What you need to do
The listing below must be repeated word for word, with its images excluded.

Extracted entries
-- begin --
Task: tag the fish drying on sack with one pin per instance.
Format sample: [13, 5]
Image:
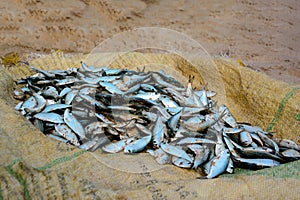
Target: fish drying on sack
[135, 111]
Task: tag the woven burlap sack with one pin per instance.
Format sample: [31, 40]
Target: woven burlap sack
[33, 166]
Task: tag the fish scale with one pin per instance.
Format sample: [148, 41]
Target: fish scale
[133, 111]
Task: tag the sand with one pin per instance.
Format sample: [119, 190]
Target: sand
[263, 34]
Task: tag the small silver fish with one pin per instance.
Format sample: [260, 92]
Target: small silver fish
[74, 124]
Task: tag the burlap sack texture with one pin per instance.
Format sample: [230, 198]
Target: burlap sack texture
[34, 166]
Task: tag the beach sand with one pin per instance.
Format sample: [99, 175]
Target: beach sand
[264, 35]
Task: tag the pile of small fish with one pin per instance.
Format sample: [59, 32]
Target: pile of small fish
[134, 111]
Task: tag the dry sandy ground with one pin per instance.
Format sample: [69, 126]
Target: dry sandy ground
[263, 34]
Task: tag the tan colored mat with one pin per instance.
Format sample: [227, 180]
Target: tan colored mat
[33, 166]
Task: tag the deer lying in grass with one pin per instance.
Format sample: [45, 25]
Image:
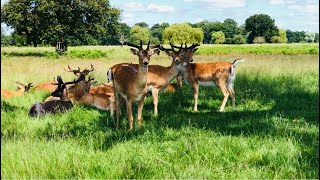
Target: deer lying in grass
[102, 97]
[221, 74]
[131, 83]
[22, 88]
[54, 106]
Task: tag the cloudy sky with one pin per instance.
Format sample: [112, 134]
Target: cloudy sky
[296, 15]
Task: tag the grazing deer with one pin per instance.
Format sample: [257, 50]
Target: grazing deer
[221, 74]
[22, 88]
[55, 106]
[131, 83]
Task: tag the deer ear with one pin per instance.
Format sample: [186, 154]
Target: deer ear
[134, 51]
[168, 53]
[155, 51]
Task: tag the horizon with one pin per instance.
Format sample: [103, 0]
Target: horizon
[294, 15]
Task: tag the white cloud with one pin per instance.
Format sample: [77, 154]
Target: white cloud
[160, 8]
[220, 3]
[135, 7]
[277, 2]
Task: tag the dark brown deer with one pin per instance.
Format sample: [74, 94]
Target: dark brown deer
[55, 106]
[22, 88]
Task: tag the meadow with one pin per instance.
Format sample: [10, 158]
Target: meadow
[272, 133]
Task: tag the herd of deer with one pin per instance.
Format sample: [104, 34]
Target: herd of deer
[131, 83]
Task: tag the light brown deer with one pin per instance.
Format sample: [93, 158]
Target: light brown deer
[221, 74]
[131, 83]
[22, 88]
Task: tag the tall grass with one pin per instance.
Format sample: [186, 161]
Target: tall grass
[273, 133]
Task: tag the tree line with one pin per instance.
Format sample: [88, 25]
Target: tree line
[77, 22]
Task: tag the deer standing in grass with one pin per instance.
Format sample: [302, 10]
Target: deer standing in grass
[159, 77]
[221, 74]
[22, 88]
[131, 83]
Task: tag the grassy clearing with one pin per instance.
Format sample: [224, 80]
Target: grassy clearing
[273, 133]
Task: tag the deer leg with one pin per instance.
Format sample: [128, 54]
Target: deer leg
[140, 107]
[225, 94]
[230, 89]
[155, 98]
[195, 95]
[117, 104]
[129, 112]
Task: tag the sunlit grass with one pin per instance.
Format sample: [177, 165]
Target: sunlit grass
[272, 134]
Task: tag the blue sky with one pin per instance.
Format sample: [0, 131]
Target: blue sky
[296, 15]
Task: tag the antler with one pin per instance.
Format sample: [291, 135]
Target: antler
[86, 72]
[136, 46]
[71, 70]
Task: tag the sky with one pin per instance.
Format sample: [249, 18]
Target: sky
[296, 15]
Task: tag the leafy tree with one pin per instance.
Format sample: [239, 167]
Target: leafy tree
[157, 31]
[259, 40]
[142, 24]
[218, 37]
[138, 33]
[230, 28]
[310, 36]
[260, 25]
[182, 33]
[282, 38]
[77, 21]
[295, 36]
[316, 40]
[238, 39]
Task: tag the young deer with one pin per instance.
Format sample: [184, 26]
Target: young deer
[131, 83]
[22, 88]
[55, 106]
[221, 74]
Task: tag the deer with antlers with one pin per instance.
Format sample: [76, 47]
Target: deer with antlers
[131, 83]
[221, 74]
[57, 105]
[102, 97]
[22, 88]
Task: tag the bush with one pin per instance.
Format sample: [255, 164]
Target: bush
[217, 37]
[259, 40]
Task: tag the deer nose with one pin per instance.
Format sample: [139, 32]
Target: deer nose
[145, 62]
-- end --
Finished task
Task: tag the fish drying on sack with one pin per instance.
Format sample: [13, 5]
Image:
Target: fish drying on sack
[135, 111]
Task: tag the woven burlap sack with one pin per instance.
Format sample: [31, 40]
Target: woven burlap sack
[33, 166]
Task: tag the fish scale with one pin per instance.
Format sample: [148, 41]
Target: fish scale
[133, 111]
Task: tag the sand with one pin per instance.
Format sample: [119, 190]
Target: sand
[263, 34]
Task: tag the small silver fish with one pin per instance.
Format sample: [260, 92]
Target: small silver fish
[74, 124]
Task: tag the burlap sack texture with one pin per instance.
Format sample: [230, 198]
Target: burlap sack texture
[34, 166]
Task: tag the beach sand with one pin per instance.
Format sample: [99, 175]
Target: beach sand
[264, 35]
Task: tag the pile of small fish with one pin per instance.
Format sample: [59, 32]
Target: pile of small fish
[134, 111]
Task: tag the dry sandy ground with one pin per instance.
Format sample: [69, 126]
Target: dry sandy ground
[263, 34]
Task: tag the tan colored mat with one pin per instance.
Format sample: [227, 180]
Target: tan colored mat
[33, 166]
Task: tag the deer lying in grass with one pin per instance.
Format sample: [45, 25]
Image:
Target: deer lying in grass
[102, 97]
[221, 74]
[131, 83]
[22, 88]
[54, 106]
Task: tag the cloudy sky with one pin per instance.
Format sample: [112, 134]
Target: cloudy sky
[296, 15]
Task: tag the grazing deer with one pin per instance.
Format sample: [257, 50]
Target: grazing deer
[221, 74]
[22, 88]
[55, 106]
[131, 83]
Task: tag the deer ear with one pin per instance.
Format sample: [186, 154]
Target: deer ear
[134, 51]
[168, 53]
[155, 51]
Task: tag the horizon with one pin per instance.
Format sample: [103, 0]
Target: horizon
[294, 15]
Task: tag the white cloud with one pin per instance.
Format sample: [77, 154]
Target: white cloud
[160, 8]
[220, 3]
[135, 7]
[277, 2]
Task: tag the dark brown deer with one pin per instance.
Format sample: [74, 94]
Target: dark brown deer
[55, 106]
[22, 88]
Task: tag the meadow with one pin per instance.
Format sample: [10, 158]
Target: meadow
[272, 133]
Task: tag the herd of deer with one pin per instance.
Format sample: [104, 34]
Target: herd of deer
[131, 83]
Task: tag the light brown deer with one pin per instance.
Format sample: [93, 158]
Target: light brown deer
[221, 74]
[131, 83]
[22, 88]
Task: tag the tall grass with one pin per instance.
Format sample: [186, 161]
Target: tall grass
[273, 133]
Task: tag the tree line with one pin per instance.
Format sample: [88, 25]
Target: tree line
[77, 22]
Task: tag the deer standing in grass with one pin per instance.
Format sample: [302, 10]
Target: deer standing in grass
[159, 77]
[221, 74]
[22, 88]
[131, 83]
Task: tag the grassy clearing with one pin per instance.
Format sample: [224, 80]
Target: grassy clearing
[273, 133]
Task: tag the deer leg with one pin per instance.
Format sample: [128, 54]
Target: deer leg
[140, 107]
[225, 94]
[230, 89]
[155, 98]
[195, 95]
[117, 104]
[129, 112]
Task: tag the sunlit grass with one pin per instance.
Format sample: [177, 165]
Target: sunlit grass
[272, 134]
Task: tag the blue sky with one pin per instance.
Format sample: [0, 131]
Target: blue sky
[296, 15]
Task: tag the antler with one pin per instance.
Format sample: [291, 135]
Target: antler
[86, 72]
[136, 46]
[71, 70]
Task: tag the sky with one pin per instance.
Format sample: [249, 18]
Target: sky
[296, 15]
Task: tag the leafy tree with one pin per instance.
Format sample: [239, 167]
Target: leafy tree
[157, 31]
[259, 40]
[142, 24]
[218, 37]
[138, 33]
[230, 28]
[310, 36]
[260, 25]
[182, 33]
[282, 38]
[77, 21]
[295, 36]
[316, 40]
[238, 39]
Task: tag the young deer with one pin per instance.
Format sample: [184, 26]
Target: young deer
[131, 83]
[22, 88]
[55, 106]
[221, 74]
Task: tag the deer with antlers with one pin per instance.
Format sample: [76, 47]
Target: deer with antlers
[131, 83]
[221, 74]
[57, 105]
[102, 97]
[22, 88]
Task: tag the bush with one pin per instance.
Format sample: [255, 164]
Target: bush
[217, 37]
[259, 40]
Task: tag the deer nose with one pin per instance.
Format sample: [139, 32]
Target: deer nose
[145, 62]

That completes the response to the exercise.